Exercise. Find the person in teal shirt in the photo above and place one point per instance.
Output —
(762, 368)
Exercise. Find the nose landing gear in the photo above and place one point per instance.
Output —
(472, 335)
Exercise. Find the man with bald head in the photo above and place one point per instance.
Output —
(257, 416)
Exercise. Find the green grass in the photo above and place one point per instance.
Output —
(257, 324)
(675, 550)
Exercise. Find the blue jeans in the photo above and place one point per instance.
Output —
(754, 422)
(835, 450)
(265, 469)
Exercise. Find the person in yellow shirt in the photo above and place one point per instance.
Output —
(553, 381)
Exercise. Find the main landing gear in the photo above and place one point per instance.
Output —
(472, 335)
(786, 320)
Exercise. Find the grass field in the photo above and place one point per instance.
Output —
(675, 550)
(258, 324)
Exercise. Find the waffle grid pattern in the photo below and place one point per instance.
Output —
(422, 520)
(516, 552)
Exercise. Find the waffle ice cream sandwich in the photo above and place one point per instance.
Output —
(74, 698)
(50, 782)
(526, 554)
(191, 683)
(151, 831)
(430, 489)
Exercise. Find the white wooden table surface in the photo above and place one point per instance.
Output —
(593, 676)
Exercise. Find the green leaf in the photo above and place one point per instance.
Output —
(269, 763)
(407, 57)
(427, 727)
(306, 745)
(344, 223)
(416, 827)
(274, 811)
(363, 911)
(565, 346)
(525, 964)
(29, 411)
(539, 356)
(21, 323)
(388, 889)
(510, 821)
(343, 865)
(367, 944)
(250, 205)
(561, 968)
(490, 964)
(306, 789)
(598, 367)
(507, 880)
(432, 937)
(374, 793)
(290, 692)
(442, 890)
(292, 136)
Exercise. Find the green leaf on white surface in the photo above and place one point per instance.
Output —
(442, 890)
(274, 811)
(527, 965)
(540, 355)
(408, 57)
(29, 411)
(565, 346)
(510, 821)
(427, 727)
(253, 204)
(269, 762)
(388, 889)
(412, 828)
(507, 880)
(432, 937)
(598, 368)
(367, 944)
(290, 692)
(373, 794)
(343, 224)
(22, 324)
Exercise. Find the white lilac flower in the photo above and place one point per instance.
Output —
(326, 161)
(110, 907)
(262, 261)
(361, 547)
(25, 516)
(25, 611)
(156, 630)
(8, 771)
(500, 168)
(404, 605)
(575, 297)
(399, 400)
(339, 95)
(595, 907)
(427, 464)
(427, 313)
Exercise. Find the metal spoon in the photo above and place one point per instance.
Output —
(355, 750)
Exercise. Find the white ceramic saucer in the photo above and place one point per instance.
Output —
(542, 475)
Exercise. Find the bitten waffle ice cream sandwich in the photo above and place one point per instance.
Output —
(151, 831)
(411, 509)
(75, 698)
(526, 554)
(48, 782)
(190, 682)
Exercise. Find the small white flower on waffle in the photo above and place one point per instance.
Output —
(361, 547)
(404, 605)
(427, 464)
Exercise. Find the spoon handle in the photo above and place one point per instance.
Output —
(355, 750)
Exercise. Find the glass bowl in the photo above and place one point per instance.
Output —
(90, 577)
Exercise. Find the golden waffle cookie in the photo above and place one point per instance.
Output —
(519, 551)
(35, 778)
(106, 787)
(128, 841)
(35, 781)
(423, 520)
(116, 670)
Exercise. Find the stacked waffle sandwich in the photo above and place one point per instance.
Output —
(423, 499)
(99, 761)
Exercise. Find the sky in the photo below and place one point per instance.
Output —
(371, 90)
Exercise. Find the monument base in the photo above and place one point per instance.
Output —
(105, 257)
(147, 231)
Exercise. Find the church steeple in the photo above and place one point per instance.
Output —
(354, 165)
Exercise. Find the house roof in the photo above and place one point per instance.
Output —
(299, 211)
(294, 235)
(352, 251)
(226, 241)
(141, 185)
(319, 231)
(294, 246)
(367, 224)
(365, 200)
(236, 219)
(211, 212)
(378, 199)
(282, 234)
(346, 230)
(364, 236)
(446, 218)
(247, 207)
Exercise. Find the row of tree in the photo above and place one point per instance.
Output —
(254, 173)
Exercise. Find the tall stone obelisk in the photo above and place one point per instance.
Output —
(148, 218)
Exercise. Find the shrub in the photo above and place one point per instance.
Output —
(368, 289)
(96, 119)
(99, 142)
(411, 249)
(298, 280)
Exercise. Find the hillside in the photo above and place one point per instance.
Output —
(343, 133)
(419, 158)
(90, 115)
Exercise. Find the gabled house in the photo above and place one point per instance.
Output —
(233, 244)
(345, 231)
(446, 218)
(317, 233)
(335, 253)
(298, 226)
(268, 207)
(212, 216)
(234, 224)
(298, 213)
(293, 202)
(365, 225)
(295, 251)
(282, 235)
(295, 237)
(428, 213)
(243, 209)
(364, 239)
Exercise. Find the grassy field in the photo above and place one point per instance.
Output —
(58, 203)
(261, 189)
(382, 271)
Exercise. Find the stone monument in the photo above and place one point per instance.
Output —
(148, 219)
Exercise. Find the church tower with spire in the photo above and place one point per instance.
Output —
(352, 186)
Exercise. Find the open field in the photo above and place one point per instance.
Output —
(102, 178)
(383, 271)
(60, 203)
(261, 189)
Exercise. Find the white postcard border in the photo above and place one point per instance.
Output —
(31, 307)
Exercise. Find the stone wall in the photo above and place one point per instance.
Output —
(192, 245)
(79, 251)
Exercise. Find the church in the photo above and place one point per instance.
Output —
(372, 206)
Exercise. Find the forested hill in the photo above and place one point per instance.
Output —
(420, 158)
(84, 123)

================================

• Exercise description
Repeat the records above exactly.

• Exercise solution
Exercise. Find the person in teal shirt in the photo above and place one point per instance.
Output —
(762, 368)
Exercise. Find the nose landing gear in the photo above and place one point per instance.
Output —
(472, 335)
Exercise. Find the man with bald head in the photo above and place one point per instance.
Output —
(257, 416)
Exercise. Find the green grass in the photo above and place one point per instance.
Output —
(257, 324)
(675, 550)
Exercise. Find the blue jeans in the photo above and place one point per instance.
Output —
(754, 422)
(835, 450)
(265, 469)
Exercise. Find the person in yellow shirt in the photo above and place one point per instance.
Output —
(553, 381)
Exercise. Find the main landing gear in the photo above and place one point per instance.
Output —
(472, 335)
(786, 320)
Exercise. Find the grass field in the photo above and place one point per instance.
Output —
(675, 550)
(258, 324)
Exercise. Find the waffle grid pattern in the photo below and place one point per instance.
Output —
(422, 520)
(516, 552)
Exercise. Find the waffle ice cream sandwich in the photo above and place one point per instance.
Output —
(74, 698)
(50, 782)
(526, 554)
(191, 683)
(151, 831)
(430, 489)
Exercise. Find the white wooden table surface in the photo above and place one point per instance.
Output —
(593, 676)
Exercise. Find the green leaf in the photo above and place one point per instance.
Output —
(269, 763)
(407, 57)
(427, 727)
(306, 745)
(344, 223)
(416, 827)
(274, 811)
(363, 911)
(565, 346)
(525, 964)
(29, 411)
(539, 356)
(21, 323)
(388, 889)
(510, 821)
(343, 865)
(367, 944)
(250, 205)
(561, 968)
(490, 964)
(306, 789)
(598, 367)
(507, 880)
(432, 937)
(374, 793)
(290, 692)
(442, 890)
(292, 136)
Exercise. Find the green leaf on white surface in the photo above and place one point per instance.
Output —
(442, 890)
(274, 811)
(527, 965)
(540, 355)
(408, 57)
(29, 411)
(565, 346)
(510, 821)
(427, 727)
(253, 204)
(269, 762)
(388, 889)
(412, 828)
(507, 880)
(432, 937)
(598, 368)
(367, 944)
(290, 692)
(373, 794)
(343, 224)
(22, 324)
Exercise. Find the white lilac flower in the photo above and place one point per instance.
Output —
(326, 161)
(110, 907)
(262, 261)
(361, 547)
(25, 516)
(25, 611)
(156, 630)
(8, 771)
(500, 168)
(404, 605)
(575, 297)
(399, 400)
(339, 95)
(595, 907)
(427, 464)
(427, 313)
Exercise. Find the metal spoon in the photo above and place one point per instance.
Output —
(355, 750)
Exercise. Find the white ceramic saucer in the photo above and place one point per instance.
Output —
(542, 475)
Exercise. Find the bitten waffle ice cream sandwich in the photo above and place one point per instance.
Output —
(151, 831)
(411, 509)
(75, 698)
(526, 554)
(48, 782)
(190, 682)
Exercise. Find the small white flower on waffle in the photo above and place one point per instance.
Output —
(361, 547)
(404, 605)
(427, 464)
Exercise. Find the spoon handle in the photo above and place one point per instance.
Output —
(355, 750)
Exercise. Find the glass bowl in the photo above and place one point per instance.
Output —
(90, 577)
Exercise. Find the golden waffle cookie in the photo above and place one point per instance.
Output —
(519, 551)
(35, 778)
(106, 787)
(128, 841)
(35, 781)
(423, 520)
(116, 670)
Exercise. Find the stacked waffle sandwich in the photo above and place one point per instance.
Output —
(423, 499)
(99, 761)
Exercise. Find the sky in the photo below and place one point per instance.
Output —
(371, 90)
Exercise. Find the monument base in the photo above and place one point per instance.
Output —
(105, 257)
(147, 231)
Exercise. Find the church steeple in the photo above and place one point per instance.
Output —
(354, 165)
Exercise. Find the house roof in the photo above and place one point per instance.
Output —
(299, 211)
(294, 235)
(352, 251)
(226, 241)
(141, 185)
(319, 231)
(294, 246)
(367, 224)
(365, 200)
(236, 219)
(211, 212)
(378, 199)
(282, 234)
(346, 230)
(364, 236)
(446, 218)
(247, 207)
Exercise. Find the row of tree in the photo above and place one point per instance.
Output —
(254, 173)
Exercise. Find the tall stone obelisk in the photo above and place one point per instance.
Output —
(148, 218)
Exercise. Find the shrub in the photo above and place one point per instance.
Output —
(368, 289)
(96, 119)
(99, 142)
(411, 249)
(298, 280)
Exercise. Find the hillside in the photo above and place one point per instance.
Output —
(343, 133)
(419, 158)
(90, 115)
Exercise. Find the gabled house in the photo above and place one point per instance.
Output —
(233, 244)
(345, 231)
(446, 218)
(317, 233)
(335, 253)
(298, 226)
(268, 207)
(212, 216)
(234, 224)
(298, 213)
(293, 202)
(365, 225)
(295, 251)
(282, 235)
(295, 237)
(428, 213)
(243, 209)
(364, 239)
Exercise. Find the grassy field in the photo above and place one point per instance.
Output —
(58, 203)
(261, 189)
(382, 271)
Exercise. Find the stone monument in the photo above and place one point per instance.
Output —
(148, 219)
Exercise. Find the church tower with spire in the photo above and place one point per instance.
Output —
(352, 186)
Exercise. Find the open field in the photo above and place one point per instance.
Output —
(102, 178)
(383, 271)
(60, 203)
(261, 189)
Exercise. Find the white postcard border in the photo above and place one point per instance.
Output —
(31, 307)
Exercise. Find the stone wall in the photo above and place one point per instance.
Output —
(192, 245)
(79, 251)
Exercise. Find the church in the photo above and place one point per instance.
Output —
(372, 206)
Exercise. Find the forested hill in the photo above and place one point per instance.
Output —
(420, 158)
(84, 123)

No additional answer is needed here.